Pick out each line below that contains the word "water" and copy those lines. Case must match.
--- Start ---
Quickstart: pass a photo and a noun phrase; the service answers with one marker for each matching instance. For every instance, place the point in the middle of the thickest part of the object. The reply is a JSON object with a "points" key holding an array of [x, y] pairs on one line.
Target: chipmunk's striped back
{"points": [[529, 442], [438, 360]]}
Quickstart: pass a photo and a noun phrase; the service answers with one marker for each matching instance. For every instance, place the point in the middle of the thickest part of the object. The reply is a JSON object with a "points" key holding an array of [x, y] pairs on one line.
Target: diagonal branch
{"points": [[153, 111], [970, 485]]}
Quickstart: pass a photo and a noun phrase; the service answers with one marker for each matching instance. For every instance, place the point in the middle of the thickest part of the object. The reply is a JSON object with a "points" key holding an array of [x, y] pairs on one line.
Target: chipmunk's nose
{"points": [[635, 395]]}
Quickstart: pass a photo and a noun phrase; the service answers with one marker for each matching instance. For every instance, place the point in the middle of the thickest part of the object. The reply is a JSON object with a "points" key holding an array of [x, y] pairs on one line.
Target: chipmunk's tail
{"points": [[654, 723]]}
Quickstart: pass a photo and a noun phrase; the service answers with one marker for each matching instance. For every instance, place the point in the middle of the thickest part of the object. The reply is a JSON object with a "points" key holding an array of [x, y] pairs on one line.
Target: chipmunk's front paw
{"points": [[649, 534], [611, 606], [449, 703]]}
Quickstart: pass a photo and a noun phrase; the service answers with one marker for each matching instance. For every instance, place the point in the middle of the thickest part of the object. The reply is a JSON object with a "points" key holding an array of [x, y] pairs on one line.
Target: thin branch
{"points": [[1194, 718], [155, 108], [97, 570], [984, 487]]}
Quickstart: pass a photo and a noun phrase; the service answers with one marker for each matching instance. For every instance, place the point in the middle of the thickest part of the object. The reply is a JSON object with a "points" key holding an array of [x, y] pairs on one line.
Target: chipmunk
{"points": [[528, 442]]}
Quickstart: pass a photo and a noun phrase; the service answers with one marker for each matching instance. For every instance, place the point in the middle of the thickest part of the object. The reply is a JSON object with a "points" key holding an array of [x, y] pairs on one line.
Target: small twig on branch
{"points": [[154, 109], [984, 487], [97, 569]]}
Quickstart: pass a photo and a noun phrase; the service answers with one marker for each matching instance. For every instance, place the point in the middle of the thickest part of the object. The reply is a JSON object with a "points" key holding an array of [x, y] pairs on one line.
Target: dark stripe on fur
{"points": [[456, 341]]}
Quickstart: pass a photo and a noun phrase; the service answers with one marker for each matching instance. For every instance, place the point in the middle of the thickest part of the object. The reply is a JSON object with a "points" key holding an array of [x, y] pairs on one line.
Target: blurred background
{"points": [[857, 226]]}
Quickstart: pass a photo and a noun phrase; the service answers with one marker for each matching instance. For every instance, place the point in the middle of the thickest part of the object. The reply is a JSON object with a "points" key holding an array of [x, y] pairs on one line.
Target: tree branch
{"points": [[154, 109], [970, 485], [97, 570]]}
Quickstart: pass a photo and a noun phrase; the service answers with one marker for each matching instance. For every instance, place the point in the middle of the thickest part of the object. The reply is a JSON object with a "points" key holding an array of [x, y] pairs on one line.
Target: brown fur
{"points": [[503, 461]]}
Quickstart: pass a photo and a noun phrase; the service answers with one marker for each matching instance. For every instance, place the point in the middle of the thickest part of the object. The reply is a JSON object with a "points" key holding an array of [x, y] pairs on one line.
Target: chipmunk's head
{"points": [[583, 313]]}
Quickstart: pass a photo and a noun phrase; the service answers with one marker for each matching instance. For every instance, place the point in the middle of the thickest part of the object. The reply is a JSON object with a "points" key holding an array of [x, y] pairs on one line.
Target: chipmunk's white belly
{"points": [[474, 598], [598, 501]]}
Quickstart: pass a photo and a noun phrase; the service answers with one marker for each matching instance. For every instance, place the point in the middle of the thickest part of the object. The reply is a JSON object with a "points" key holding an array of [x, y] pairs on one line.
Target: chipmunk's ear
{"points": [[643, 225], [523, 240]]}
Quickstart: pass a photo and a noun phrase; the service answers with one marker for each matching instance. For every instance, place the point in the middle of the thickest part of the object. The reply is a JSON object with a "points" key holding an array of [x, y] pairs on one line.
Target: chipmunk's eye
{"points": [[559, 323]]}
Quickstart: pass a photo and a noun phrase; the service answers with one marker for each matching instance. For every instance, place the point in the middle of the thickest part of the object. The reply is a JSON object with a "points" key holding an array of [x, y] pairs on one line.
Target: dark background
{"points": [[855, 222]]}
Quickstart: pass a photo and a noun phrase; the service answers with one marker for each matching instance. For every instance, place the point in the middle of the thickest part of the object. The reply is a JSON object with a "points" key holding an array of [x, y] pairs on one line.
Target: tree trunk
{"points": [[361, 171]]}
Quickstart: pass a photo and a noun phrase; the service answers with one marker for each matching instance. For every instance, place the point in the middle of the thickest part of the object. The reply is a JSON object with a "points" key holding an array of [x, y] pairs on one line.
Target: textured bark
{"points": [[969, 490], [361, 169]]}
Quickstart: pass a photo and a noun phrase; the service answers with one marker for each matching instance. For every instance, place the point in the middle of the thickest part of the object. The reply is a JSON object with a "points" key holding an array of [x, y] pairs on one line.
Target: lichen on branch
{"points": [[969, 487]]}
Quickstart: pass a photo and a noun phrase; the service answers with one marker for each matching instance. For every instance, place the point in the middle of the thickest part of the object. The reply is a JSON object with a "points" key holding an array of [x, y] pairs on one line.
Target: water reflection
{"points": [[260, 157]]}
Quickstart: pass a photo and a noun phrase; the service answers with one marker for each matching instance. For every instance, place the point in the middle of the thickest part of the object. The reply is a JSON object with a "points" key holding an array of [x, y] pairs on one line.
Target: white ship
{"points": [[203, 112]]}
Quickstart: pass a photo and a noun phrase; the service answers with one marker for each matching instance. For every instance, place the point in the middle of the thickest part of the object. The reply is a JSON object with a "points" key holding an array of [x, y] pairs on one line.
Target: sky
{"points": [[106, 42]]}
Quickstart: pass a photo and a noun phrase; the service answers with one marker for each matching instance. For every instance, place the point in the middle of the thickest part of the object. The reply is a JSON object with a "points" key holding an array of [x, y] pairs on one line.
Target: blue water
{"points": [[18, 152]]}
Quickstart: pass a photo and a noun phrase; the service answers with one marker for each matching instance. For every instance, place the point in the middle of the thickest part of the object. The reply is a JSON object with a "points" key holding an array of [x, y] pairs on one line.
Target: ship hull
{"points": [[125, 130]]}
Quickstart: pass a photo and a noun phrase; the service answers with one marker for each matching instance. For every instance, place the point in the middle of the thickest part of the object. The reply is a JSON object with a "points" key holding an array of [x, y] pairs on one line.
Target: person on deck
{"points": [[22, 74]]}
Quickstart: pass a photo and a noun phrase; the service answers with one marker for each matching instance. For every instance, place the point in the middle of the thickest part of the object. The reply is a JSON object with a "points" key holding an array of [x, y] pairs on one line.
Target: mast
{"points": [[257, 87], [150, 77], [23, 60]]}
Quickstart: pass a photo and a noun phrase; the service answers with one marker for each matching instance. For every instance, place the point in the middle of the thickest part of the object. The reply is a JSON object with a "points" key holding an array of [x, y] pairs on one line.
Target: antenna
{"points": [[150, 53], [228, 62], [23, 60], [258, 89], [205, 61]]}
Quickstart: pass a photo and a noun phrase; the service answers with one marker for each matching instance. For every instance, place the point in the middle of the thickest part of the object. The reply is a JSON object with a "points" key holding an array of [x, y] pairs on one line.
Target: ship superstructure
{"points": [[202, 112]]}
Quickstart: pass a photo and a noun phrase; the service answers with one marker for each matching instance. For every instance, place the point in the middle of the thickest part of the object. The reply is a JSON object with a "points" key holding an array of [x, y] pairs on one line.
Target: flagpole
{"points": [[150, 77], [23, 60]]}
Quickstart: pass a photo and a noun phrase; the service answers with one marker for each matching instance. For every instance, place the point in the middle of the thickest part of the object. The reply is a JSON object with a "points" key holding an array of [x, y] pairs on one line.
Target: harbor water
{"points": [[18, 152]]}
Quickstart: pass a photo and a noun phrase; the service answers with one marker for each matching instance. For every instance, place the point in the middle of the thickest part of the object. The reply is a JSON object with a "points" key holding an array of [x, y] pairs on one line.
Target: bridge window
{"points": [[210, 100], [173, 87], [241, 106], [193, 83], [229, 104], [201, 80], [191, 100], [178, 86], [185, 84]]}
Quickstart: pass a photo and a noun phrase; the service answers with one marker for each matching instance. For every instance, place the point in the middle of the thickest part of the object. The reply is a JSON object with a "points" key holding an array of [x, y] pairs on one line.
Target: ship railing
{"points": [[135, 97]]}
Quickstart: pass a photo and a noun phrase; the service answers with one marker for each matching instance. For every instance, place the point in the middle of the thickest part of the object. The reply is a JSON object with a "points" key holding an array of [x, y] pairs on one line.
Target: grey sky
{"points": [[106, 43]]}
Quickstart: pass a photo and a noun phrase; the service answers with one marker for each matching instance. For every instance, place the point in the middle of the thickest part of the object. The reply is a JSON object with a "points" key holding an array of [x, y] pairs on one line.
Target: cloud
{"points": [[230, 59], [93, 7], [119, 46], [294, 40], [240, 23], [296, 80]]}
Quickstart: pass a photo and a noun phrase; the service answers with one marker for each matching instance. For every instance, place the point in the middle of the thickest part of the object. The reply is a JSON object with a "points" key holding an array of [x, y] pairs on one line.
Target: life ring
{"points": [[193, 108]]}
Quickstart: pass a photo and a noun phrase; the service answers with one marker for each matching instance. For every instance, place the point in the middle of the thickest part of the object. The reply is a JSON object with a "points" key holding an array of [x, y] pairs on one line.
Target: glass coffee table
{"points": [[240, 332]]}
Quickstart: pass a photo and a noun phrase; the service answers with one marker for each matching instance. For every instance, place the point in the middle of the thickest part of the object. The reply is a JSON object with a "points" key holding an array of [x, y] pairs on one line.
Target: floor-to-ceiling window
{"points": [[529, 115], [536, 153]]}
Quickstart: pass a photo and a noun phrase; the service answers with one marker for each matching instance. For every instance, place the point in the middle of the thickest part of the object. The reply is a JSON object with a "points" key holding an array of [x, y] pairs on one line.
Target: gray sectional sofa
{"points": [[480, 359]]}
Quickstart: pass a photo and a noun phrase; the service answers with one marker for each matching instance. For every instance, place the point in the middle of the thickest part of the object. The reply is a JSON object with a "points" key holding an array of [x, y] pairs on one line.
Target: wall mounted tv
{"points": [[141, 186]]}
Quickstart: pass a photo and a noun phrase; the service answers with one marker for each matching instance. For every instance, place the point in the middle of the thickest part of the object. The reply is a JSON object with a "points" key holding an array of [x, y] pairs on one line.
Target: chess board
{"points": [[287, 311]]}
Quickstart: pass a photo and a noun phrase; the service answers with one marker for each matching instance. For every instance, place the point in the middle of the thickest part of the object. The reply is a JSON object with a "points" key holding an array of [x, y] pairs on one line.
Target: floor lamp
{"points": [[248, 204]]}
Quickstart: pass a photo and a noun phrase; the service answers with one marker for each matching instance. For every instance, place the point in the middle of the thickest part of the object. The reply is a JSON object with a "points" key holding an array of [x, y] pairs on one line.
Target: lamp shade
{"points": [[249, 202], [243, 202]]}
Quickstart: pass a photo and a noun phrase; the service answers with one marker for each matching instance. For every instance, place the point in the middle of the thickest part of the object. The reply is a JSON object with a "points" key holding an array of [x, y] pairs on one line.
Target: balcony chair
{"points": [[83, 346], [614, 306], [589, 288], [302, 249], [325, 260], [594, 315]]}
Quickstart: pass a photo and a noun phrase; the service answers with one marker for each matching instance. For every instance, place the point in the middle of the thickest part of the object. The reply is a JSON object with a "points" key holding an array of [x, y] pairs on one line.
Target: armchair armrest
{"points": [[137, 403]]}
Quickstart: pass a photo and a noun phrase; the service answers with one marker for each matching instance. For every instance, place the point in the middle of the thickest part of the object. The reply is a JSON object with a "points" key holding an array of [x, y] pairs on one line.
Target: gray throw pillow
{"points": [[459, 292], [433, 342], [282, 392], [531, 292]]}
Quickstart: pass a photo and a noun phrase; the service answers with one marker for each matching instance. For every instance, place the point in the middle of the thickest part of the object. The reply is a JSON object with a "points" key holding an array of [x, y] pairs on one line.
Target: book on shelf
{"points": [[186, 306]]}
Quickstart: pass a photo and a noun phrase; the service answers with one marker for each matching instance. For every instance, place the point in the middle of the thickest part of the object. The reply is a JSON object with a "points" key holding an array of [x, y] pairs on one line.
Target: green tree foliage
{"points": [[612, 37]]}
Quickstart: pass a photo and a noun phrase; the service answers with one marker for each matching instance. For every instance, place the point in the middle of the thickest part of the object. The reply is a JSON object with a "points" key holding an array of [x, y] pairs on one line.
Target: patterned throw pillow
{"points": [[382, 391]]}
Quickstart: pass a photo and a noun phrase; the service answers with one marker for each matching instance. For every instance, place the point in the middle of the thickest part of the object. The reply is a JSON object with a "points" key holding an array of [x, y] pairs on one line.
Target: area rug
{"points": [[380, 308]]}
--- End ---
--- The output ---
Target: water reflection
Target: blue water
Target: harbor water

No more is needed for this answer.